(Data excerpts)
****

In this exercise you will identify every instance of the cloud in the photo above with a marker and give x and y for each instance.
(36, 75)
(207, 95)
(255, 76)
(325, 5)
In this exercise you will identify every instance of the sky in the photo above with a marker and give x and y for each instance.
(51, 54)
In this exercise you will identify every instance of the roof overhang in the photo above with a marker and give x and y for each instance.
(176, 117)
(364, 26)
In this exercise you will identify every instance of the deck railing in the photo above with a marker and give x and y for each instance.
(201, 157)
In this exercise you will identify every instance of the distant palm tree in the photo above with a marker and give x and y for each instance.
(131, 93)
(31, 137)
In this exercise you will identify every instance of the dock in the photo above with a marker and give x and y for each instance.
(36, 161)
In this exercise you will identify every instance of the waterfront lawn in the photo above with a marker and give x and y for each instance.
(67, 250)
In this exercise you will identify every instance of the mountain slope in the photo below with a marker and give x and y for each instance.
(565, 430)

****

● TASK BRIEF:
Reproduce the records above in full, without altering a single character.

● ANSWER:
In this exercise you will identify every instance of the cloud in the photo above with a marker and give x and y for each instance.
(36, 75)
(207, 95)
(255, 76)
(325, 5)
In this exercise you will identify every instance of the sky in the photo above with a marker and give x and y for each instance.
(51, 54)
In this exercise you will identify every instance of the roof overhang in the photo above with a marker and give x and y for each instance.
(176, 117)
(364, 26)
In this exercise you will identify every instance of the deck railing in the photo above with a marker and give x and y for each instance.
(201, 157)
In this exercise you will identify every instance of the distant palm tree in the photo above with a marker and give x and y for each instance.
(131, 93)
(31, 137)
In this exercise you will identify every instance of the dock in the photo above with a marker and give x and y for each instance.
(36, 161)
In this exercise you will identify every instance of the waterfront lawn in the photo above with a marker and give x and y for each instance.
(67, 250)
In this exercise you will identify every instance of the mountain slope in the photo below with a marker and give x and y for each instance.
(565, 430)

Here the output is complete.